- [WHAT IS REQUIRED] Change every "textual prompt" in the data below to "text prompt", and write the data out again with everything else the same. Leave out the pictures.

- [DATA SHOWN]
···
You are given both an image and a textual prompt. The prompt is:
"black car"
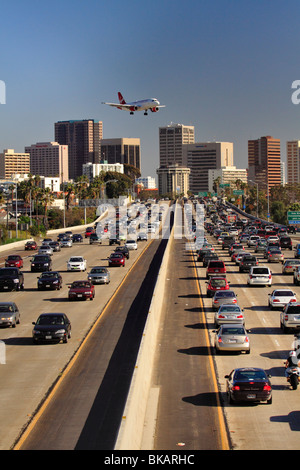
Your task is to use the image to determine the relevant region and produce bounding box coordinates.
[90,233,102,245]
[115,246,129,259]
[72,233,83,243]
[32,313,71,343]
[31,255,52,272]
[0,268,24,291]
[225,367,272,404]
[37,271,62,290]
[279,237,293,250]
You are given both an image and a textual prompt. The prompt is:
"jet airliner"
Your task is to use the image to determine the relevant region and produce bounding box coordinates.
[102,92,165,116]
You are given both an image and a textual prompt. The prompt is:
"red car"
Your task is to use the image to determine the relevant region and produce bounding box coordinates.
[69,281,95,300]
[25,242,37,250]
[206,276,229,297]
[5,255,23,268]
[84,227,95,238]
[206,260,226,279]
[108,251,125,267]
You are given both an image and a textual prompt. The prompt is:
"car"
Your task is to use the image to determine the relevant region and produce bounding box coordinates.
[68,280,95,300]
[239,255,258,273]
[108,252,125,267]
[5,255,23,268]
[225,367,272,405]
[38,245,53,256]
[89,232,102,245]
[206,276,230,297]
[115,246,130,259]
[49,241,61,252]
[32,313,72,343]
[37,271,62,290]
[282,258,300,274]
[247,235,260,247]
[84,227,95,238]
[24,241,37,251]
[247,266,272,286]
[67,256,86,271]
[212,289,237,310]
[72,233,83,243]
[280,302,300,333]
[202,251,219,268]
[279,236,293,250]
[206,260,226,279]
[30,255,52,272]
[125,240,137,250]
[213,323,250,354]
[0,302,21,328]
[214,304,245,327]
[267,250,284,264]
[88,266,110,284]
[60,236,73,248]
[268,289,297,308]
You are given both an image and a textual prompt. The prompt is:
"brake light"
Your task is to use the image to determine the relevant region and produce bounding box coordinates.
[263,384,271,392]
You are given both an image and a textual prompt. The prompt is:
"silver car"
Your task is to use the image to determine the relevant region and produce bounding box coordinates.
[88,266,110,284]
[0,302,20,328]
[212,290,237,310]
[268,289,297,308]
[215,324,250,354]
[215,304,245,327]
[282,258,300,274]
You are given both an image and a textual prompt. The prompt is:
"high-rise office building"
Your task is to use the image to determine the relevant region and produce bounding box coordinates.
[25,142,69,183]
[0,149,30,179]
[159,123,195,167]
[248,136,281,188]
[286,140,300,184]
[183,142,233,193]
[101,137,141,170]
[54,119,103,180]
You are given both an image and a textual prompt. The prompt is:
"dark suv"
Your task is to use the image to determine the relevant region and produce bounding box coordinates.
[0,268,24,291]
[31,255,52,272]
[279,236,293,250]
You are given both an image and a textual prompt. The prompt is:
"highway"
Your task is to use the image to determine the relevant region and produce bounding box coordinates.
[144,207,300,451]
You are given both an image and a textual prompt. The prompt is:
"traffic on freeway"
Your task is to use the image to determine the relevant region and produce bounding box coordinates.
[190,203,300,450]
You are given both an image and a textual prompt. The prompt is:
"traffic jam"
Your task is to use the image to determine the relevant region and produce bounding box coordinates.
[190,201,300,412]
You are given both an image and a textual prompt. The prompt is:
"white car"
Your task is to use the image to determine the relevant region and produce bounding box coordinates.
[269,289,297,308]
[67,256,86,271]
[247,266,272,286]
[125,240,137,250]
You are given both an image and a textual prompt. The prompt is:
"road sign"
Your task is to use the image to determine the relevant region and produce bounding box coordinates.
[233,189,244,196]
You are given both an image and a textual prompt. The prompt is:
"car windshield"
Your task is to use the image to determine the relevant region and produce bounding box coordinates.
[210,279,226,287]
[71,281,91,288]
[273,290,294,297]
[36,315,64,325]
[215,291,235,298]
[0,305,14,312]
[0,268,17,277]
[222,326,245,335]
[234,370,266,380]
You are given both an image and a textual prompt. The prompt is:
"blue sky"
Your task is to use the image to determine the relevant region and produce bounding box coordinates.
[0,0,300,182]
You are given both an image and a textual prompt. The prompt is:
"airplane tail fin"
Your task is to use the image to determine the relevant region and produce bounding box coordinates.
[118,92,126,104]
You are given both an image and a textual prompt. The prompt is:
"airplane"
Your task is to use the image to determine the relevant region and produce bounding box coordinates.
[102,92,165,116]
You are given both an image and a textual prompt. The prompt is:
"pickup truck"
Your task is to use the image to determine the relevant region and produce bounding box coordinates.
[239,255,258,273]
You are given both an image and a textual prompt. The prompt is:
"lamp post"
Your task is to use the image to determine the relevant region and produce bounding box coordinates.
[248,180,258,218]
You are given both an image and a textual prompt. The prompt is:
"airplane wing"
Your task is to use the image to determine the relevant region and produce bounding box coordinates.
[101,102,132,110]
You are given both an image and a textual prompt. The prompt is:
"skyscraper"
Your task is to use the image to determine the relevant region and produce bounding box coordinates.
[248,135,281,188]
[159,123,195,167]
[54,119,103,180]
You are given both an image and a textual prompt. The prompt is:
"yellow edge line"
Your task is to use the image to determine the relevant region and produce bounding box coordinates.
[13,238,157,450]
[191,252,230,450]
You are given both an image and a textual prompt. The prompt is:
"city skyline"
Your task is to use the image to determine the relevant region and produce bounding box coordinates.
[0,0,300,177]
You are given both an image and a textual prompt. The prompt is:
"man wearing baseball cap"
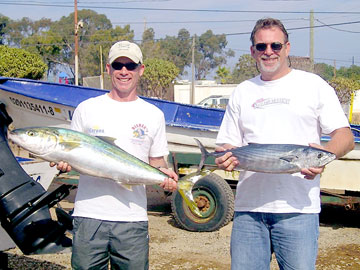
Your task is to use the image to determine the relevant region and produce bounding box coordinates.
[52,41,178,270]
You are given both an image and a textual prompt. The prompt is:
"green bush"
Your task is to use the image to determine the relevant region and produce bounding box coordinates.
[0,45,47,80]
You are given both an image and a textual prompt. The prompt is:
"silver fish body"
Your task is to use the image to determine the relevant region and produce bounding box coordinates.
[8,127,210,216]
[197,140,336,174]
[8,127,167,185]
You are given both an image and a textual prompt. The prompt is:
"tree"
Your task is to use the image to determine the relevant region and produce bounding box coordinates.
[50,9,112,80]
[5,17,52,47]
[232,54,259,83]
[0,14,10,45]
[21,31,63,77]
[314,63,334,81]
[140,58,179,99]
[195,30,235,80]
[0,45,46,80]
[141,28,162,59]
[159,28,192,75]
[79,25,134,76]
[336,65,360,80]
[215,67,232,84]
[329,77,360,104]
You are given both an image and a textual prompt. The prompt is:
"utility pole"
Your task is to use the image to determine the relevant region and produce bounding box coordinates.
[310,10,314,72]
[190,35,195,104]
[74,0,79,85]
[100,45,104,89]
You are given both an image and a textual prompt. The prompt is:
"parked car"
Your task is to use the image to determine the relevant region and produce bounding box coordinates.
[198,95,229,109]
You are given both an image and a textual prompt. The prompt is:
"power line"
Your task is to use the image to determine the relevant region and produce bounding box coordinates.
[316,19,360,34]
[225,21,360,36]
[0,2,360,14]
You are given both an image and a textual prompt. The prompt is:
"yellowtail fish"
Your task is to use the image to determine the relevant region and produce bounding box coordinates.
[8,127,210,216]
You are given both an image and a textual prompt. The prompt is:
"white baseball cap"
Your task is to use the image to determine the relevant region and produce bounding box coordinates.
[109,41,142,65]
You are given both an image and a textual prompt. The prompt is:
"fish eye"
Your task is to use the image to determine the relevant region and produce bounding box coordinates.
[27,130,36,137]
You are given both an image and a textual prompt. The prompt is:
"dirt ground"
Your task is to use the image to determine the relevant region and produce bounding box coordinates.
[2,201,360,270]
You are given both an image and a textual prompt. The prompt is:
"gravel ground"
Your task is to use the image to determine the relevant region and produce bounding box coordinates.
···
- [COMPLETE ANSWER]
You are given both an image and a text prompt. The prompt is:
"black car"
Your task is to use the image to determine the relevant region and produce bounding box coordinates.
[90,233,102,245]
[115,246,129,259]
[72,233,83,243]
[32,313,71,343]
[31,255,52,272]
[0,268,24,291]
[225,367,272,404]
[37,271,62,290]
[279,237,293,250]
You are given both an image and a text prompt. The prompt is:
"jet airliner"
Your task is to use the image to determine the relevant region and produce bounding box coordinates.
[102,92,165,116]
You are given both an image and a text prompt. The prompt is:
"red car"
Your task is to use the image to determine the relevant region and produce bounding box coordinates.
[69,281,95,300]
[25,242,37,250]
[206,276,229,297]
[5,255,23,268]
[84,227,95,238]
[206,260,226,279]
[108,251,125,267]
You are given both an image and a text prompt. The prompt is:
"car"
Your task is to use the image to determine the relevant region and produce bounding box coordinates.
[68,280,95,300]
[239,255,258,273]
[108,252,125,267]
[5,255,23,268]
[225,367,272,405]
[38,245,53,256]
[89,232,102,245]
[206,276,230,297]
[115,246,130,259]
[49,241,61,252]
[32,313,72,343]
[37,271,62,290]
[282,258,300,274]
[247,235,260,247]
[84,227,95,238]
[24,241,37,251]
[247,266,272,286]
[67,256,86,271]
[212,289,237,310]
[72,233,83,243]
[280,302,300,333]
[202,251,219,268]
[279,236,293,250]
[206,260,226,279]
[30,255,52,272]
[125,240,137,250]
[213,323,250,354]
[0,302,21,328]
[214,304,245,327]
[267,250,284,264]
[88,266,110,284]
[60,236,73,248]
[268,289,297,308]
You are given both an image and a text prompt. The prompt is:
"brake light"
Your task is to use the image to determine the relevant region and produce bounding box coordinates.
[263,384,271,392]
You are given both an image and a text prompt. The prompt is:
"silver car"
Your task is to use the image to determine the relevant region and produce bounding box coordinates.
[88,266,110,284]
[0,302,20,328]
[212,290,237,310]
[268,289,297,308]
[215,324,250,354]
[215,304,245,327]
[282,258,300,274]
You are given both an image and a text prompt. The prompt is:
"high-rise office building"
Your task is to use the image to determine the relevant region and produce bounding box coordinates.
[25,142,69,183]
[0,149,30,179]
[159,123,195,167]
[248,136,281,188]
[286,140,300,184]
[183,142,233,193]
[101,137,141,170]
[54,119,103,180]
You are given both an image and a text prompt. The prompt is:
"dark suv"
Your task is to use the image to determine the relevant region and produce bounding box coordinates.
[0,268,24,291]
[31,255,52,272]
[279,236,293,250]
You are given both an image and a text prompt. The prompt is:
"highway"
Your task is to use the image to determine the relevant region and produce bounding box coordinates.
[144,207,300,451]
You are given both an image and a text prompt. The prompt is:
"traffic on freeway"
Your task is to use the image to determine the relevant region and produce bounding box coordinates.
[190,203,300,450]
You are given both an image and a text prompt. The prompt is:
"traffic jam"
Your task is to use the image to determine the relevant region and produce bounding box coordinates.
[190,201,300,412]
You are given both an image and a text prompt. The prompt is:
"white car"
Your task is to use the image to determine the relevant region and produce bounding box coordinates.
[269,289,297,308]
[67,256,86,271]
[247,266,272,286]
[125,240,137,250]
You are given both an image and a text prompt. The prompt is:
"road sign"
Your task is to use the image to determine the relevant region and produce bounding box coordinates.
[233,189,244,196]
You are given both an image and a text prompt. The prompt is:
"car windshield"
Your task is to use the image to determine the relevant region and produce bounding box coordinates.
[210,279,226,287]
[71,281,91,288]
[273,290,294,297]
[36,315,64,325]
[215,291,235,298]
[0,305,14,312]
[0,268,17,277]
[222,326,245,335]
[234,370,266,380]
You are given both an image and a text prompt. The prompt is:
"blue sky"
Your task is to use the image to determine the relevant region and produce bounding box coordinates.
[0,0,300,182]
You are given both an image and a text prompt. The prompt is:
"airplane tail fin"
Your task is to use the image to determine the relevant region and produce bounding box coordinates.
[118,92,126,104]
You are given both an image and a text prompt. The prompt is:
"airplane"
Your task is to use the image to determine the relevant region and produce bounding box coordinates.
[102,92,165,116]
You are given both an image and a text prompt. The prompt is:
"pickup truck"
Your task is to use the image to determine the relevant region and produce bounding box coordinates.
[239,255,258,273]
You are given both an image and a text prompt. The prompt is:
"lamp post"
Your task is to use the image to determine the relevant region and produce bounding box coordinates.
[248,180,258,218]
You are given both an image and a text prompt. The prompt is:
"airplane wing"
Your task is to use the image to determine the relevant region and produce bounding box coordinates.
[101,102,132,110]
You are given both an image and a text prompt. The prompt is:
"skyscraper"
Your task is to use the image to determine the relevant region and produce bounding box coordinates.
[248,135,281,188]
[159,123,195,167]
[54,119,103,180]
You are given both an image and a text prompt. The prompt is:
"yellow edge line"
Your task is to use the image to determine the relevant region and produce bounding box coordinates.
[13,238,157,450]
[191,252,230,450]
You are given both an image and a text prompt. The prompt is:
"city skyline"
Your task is to use the image to determine the relevant region and produce bounding box coordinates.
[0,0,300,177]
You are given both an image and a text prompt. The prompt is:
"man wearing baseball cap"
Your task is to use the image to determine the relevant region and produce bounding box coordinates.
[52,41,178,270]
You are given both an image and a text prompt. The prompt is:
"green bush"
Your task is to use the image to determine the relevant region and produce bounding box coordinates.
[0,45,47,80]
You are given both an image and a text prompt. The prompt is:
"silver fish body"
Your task is to use the image to determine the relevant region and produce bounding box coordinates.
[8,127,210,216]
[197,140,336,174]
[8,127,167,185]
You are given both an image and a text prompt. The prompt is:
"tree"
Your task is to use the image to determine the relevant region and produce bounding box coordinates.
[50,9,112,80]
[5,17,52,47]
[232,54,259,83]
[0,14,10,45]
[21,31,63,77]
[314,63,334,81]
[140,58,179,99]
[195,30,235,80]
[0,45,46,80]
[141,28,162,59]
[159,28,192,75]
[79,25,134,76]
[336,65,360,80]
[215,67,232,84]
[329,77,360,104]
You are given both an image and a text prompt. The prompt is:
"utility pole"
Your task is to use the image to determine the relevant region and produce bounding box coordinates.
[310,10,314,72]
[190,35,195,104]
[74,0,79,85]
[100,45,104,89]
You are given both an image and a text prompt. The prompt is:
"parked car"
Your task is to use the image to determine the relevant region and produce bounding box coordinates.
[198,95,229,109]
You are given both an image and a text prompt. The prompt is:
"power line"
Your task is to use the image to determine the relevant region and produce bounding box coordinates.
[316,19,360,34]
[225,21,360,36]
[0,2,360,14]
You are given both an image and a text prompt. The prompt is:
"yellowtail fish"
Your task is to use the image to determine the relevant region and produce bounding box coordinates.
[8,127,210,216]
You are given both an image and a text prompt. The prompt is:
"white baseball cap"
Your task is to use the image to determine the relevant region and produce bounding box coordinates.
[109,41,142,65]
You are given both an image and a text prompt. The prompt is:
"fish eye"
Your task is to use the image to determine the relevant region and produce bounding box coordinates.
[27,130,36,137]
You are given both an image and a text prompt. The prompt is:
"dirt ground"
Your task is to use the image to determine the relevant region and produce bounding box coordinates.
[2,201,360,270]
You are given both an image and a text prompt. The prompt is:
"gravel ground"
Your task is to use the image to determine the relevant region and produce bounding box coordinates.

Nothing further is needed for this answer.